----- Input records -----
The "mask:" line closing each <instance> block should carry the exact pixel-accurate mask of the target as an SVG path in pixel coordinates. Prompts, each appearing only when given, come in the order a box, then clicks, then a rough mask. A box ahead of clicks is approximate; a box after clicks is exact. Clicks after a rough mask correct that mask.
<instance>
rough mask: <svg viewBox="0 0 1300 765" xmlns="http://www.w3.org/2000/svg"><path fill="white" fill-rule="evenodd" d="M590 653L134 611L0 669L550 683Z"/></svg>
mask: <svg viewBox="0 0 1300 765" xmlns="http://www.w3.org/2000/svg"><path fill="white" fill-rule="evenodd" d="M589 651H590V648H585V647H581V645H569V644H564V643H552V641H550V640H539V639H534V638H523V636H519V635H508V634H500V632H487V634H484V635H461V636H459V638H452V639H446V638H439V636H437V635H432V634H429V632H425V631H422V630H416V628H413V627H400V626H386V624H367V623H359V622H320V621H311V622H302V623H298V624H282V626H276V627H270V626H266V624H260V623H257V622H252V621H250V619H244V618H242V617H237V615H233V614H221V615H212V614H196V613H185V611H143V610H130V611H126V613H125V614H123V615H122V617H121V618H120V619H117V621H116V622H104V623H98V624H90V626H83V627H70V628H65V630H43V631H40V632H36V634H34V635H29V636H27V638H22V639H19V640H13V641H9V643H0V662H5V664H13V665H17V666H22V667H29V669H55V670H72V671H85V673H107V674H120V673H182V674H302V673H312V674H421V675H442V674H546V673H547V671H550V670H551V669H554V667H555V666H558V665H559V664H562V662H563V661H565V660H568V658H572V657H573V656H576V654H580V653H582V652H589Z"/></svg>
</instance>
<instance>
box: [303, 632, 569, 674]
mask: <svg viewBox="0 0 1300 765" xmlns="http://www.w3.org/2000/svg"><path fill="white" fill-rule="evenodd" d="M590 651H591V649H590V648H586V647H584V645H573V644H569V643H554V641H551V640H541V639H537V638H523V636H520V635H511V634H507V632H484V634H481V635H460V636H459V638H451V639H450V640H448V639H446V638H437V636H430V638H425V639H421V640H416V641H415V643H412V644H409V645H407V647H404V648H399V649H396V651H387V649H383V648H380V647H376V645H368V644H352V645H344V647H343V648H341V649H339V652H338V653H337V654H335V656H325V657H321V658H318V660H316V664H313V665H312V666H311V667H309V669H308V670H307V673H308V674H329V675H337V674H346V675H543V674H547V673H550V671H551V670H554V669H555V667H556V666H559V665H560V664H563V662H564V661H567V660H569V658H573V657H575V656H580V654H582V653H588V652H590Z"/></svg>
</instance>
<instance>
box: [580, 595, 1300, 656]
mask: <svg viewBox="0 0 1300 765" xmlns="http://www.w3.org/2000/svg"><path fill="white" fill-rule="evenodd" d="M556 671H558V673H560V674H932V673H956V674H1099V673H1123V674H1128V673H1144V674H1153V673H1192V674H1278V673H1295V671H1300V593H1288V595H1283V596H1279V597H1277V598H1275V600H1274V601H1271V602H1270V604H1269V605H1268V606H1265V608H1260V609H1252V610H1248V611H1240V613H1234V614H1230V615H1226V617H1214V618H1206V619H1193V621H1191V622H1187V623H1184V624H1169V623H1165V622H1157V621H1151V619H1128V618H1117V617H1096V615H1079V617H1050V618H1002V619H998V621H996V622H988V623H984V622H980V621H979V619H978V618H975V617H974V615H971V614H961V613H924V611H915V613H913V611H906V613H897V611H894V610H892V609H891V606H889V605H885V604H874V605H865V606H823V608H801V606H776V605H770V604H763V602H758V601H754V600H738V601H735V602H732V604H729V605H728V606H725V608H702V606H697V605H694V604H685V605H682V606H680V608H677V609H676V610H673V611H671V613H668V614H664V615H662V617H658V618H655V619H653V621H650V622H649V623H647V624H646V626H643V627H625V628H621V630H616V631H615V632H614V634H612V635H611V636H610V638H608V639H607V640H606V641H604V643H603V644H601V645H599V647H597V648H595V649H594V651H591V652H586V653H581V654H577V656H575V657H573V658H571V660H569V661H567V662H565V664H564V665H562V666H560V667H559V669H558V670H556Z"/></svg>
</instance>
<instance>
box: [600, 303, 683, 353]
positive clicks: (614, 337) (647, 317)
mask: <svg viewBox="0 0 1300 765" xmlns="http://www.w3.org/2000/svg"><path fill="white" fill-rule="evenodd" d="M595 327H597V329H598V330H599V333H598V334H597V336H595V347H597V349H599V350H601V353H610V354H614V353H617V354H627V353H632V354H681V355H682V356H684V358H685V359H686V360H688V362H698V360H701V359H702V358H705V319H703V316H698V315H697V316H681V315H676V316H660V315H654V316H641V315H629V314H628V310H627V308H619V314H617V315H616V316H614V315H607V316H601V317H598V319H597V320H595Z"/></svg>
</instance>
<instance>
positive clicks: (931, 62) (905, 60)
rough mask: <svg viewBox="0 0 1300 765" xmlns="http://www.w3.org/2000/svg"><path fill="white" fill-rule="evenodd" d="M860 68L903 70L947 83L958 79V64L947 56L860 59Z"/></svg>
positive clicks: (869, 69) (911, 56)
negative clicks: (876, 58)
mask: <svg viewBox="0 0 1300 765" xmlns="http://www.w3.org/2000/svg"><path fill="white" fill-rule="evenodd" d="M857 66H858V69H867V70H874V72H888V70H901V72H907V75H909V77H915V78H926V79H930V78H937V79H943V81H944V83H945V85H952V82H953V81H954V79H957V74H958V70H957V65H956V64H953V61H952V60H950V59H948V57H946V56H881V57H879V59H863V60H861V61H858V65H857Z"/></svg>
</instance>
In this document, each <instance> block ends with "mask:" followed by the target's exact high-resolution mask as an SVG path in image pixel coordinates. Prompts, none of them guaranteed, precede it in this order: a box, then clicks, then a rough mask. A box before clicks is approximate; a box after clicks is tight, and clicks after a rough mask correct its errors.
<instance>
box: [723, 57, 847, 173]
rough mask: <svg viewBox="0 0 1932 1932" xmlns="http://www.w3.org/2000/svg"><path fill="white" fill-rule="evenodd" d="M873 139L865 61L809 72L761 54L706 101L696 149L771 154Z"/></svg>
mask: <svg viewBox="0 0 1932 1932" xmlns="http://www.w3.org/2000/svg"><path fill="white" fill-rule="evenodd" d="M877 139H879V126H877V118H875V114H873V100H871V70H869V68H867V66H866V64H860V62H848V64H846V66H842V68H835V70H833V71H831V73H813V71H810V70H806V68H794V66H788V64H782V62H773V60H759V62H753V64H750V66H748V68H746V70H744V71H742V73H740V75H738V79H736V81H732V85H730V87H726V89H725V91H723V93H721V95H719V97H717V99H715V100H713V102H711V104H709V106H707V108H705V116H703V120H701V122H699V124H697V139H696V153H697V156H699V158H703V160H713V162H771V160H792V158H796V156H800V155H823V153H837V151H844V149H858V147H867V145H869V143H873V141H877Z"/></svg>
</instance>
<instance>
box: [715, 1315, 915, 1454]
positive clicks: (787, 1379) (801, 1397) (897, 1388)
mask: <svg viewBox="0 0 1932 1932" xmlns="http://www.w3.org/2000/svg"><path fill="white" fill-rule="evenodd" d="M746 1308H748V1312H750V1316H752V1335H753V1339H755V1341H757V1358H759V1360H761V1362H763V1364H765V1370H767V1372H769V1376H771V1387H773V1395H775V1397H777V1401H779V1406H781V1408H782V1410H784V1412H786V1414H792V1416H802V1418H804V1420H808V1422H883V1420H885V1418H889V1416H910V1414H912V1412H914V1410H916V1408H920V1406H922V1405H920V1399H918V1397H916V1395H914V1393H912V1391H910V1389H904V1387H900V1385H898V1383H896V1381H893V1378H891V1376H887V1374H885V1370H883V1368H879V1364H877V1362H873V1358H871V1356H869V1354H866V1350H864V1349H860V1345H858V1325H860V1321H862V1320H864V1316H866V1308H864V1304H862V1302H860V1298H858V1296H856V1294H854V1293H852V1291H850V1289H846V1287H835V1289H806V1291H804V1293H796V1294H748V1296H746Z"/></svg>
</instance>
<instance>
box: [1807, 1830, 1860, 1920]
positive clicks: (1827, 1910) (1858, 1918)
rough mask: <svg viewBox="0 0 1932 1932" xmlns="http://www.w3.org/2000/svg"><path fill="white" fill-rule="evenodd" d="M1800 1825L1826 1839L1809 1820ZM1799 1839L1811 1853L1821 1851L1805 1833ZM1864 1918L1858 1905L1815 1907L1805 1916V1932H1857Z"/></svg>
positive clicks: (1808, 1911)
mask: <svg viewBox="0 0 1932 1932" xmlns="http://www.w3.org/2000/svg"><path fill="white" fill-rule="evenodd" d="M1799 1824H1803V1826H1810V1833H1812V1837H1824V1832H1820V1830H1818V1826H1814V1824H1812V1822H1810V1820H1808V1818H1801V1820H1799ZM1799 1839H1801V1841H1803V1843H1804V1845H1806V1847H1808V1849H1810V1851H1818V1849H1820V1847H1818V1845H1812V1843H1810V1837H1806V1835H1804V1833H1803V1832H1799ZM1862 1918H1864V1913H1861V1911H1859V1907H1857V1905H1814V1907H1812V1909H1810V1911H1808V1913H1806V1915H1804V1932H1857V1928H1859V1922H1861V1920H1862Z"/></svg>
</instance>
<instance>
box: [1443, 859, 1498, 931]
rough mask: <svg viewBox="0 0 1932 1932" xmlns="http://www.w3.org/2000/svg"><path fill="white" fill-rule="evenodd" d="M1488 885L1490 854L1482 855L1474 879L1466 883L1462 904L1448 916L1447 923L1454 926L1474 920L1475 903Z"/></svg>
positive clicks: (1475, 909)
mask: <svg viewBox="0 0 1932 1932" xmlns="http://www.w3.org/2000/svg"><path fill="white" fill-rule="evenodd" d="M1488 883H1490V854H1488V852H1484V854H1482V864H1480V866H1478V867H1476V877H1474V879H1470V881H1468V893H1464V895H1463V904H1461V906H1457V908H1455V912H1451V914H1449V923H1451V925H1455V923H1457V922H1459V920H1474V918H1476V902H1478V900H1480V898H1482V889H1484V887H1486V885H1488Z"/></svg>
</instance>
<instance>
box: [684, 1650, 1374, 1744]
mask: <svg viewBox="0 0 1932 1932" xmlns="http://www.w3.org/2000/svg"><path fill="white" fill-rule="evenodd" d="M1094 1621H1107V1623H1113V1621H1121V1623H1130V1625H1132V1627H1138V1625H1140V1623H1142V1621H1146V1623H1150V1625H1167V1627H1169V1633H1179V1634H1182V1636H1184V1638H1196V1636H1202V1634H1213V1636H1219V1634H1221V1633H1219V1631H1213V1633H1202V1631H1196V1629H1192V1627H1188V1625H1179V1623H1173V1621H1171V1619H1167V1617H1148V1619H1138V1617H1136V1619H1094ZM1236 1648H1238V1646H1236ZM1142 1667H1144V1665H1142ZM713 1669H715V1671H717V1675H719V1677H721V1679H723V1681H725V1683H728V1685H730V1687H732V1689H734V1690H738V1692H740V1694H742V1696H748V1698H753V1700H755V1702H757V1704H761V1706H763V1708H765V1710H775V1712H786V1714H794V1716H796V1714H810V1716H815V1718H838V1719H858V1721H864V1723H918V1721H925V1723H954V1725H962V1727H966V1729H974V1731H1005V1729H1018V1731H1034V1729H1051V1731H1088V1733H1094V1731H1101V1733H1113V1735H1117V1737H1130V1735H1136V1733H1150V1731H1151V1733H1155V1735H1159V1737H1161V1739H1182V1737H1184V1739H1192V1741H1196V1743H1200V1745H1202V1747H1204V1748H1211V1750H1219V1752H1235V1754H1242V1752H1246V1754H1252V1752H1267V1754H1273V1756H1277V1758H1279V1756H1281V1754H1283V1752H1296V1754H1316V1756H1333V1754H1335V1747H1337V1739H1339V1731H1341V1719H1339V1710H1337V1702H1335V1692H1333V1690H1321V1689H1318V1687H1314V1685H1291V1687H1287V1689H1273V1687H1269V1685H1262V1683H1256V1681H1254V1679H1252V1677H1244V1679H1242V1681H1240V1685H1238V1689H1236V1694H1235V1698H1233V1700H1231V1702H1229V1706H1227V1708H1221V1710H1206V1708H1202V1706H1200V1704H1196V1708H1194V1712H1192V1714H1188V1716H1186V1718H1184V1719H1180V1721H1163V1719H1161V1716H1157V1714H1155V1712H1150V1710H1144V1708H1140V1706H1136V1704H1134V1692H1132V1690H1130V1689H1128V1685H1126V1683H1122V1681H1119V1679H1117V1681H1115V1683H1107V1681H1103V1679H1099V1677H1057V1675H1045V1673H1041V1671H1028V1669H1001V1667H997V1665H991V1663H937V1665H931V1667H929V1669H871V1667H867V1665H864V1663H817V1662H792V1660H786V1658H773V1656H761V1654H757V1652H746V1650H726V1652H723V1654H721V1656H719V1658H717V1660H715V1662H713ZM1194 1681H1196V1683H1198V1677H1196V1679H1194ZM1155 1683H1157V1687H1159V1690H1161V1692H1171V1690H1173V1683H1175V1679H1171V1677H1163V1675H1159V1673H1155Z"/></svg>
-----
• _What the task requires_
In the records above, how many lines include the string "block"? Answer with only the number.

• _Result for this exercise_
2